The reply should give back every entry exactly as written.

[Data extracted from a collection]
....................

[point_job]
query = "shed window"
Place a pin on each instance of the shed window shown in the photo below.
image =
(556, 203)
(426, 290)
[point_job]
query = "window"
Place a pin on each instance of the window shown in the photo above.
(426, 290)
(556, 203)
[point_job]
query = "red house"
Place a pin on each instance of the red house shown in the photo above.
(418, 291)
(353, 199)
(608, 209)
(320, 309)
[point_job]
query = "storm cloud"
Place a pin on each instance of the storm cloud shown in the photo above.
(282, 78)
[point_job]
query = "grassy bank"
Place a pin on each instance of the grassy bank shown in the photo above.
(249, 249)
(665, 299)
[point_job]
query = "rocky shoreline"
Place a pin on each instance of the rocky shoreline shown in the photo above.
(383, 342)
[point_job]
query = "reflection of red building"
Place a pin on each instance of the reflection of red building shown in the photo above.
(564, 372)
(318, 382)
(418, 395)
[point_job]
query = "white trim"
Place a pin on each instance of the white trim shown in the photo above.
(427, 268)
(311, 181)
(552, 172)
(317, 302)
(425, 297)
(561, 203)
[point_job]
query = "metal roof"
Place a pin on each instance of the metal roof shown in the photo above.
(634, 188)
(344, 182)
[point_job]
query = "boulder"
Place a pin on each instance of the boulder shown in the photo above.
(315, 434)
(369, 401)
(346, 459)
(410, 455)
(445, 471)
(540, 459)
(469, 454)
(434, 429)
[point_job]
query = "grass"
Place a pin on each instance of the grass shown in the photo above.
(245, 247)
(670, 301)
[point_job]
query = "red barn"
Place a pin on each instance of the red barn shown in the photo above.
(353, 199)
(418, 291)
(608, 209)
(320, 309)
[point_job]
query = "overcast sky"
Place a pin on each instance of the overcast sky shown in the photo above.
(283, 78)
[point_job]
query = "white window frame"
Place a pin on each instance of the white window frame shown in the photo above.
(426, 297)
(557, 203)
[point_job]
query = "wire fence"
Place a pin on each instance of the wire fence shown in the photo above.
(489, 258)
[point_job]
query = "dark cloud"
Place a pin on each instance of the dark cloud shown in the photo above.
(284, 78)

....................

## TASK SOLUTION
[point_job]
query = "shed window"
Place a pin on each instance of the shed window shown in the photo below.
image =
(556, 203)
(426, 290)
[point_job]
query = "window"
Place a pin on each instance of the window shown in the photo above.
(426, 290)
(556, 203)
[point_job]
query = "red house"
Place a pin on each instance of the red house shown in the photo above.
(418, 291)
(353, 199)
(608, 209)
(320, 309)
[point_job]
query = "storm cloud"
Place a pin on each instance of the storm cloud shown in the photo above.
(282, 78)
[point_job]
query = "grassy bank"
Place a pin on each instance of the grassy bank shown in the photo above.
(249, 249)
(665, 299)
[point_job]
query = "rocky shoreline"
Place a pin on each instance of the rocky shoreline shown in the photo above.
(383, 342)
[point_job]
query = "reflection of red building"
Place a pin on each instance of the reflection of red building shown in the photo above.
(564, 372)
(318, 382)
(418, 395)
[point_job]
query = "white trim"
Place a pin on each instance of the white trim shown in the photo above.
(427, 268)
(311, 181)
(552, 172)
(317, 302)
(425, 297)
(561, 203)
[point_job]
query = "metal roof"
Place a pin on each instance of the metal roof shown in the photo above.
(634, 188)
(344, 182)
[point_job]
query = "boulder"
Place a pin on each instance of the boulder shown in the photo above.
(315, 434)
(369, 401)
(346, 459)
(410, 455)
(445, 471)
(540, 459)
(469, 454)
(434, 429)
[point_job]
query = "grass"
Place a pin on each instance of the grass shown in the photo above.
(245, 247)
(670, 301)
[point_job]
query = "red barn"
Place a pin on each instance of the red barn shown in the photo above.
(353, 199)
(418, 291)
(608, 209)
(320, 309)
[point_job]
query = "overcast sky"
Place a pin on each instance of the overcast sky shown in the photo above.
(283, 78)
[point_job]
query = "white window frame"
Place a pin on each instance of the white window frame shown in the photo above.
(426, 297)
(557, 203)
[point_job]
query = "wire fence"
Place a pin on each instance of the wire fence shown in the photo above.
(489, 258)
[point_job]
query = "dark cloud"
Place a pin on each instance of the dark cloud shown in the photo above.
(284, 78)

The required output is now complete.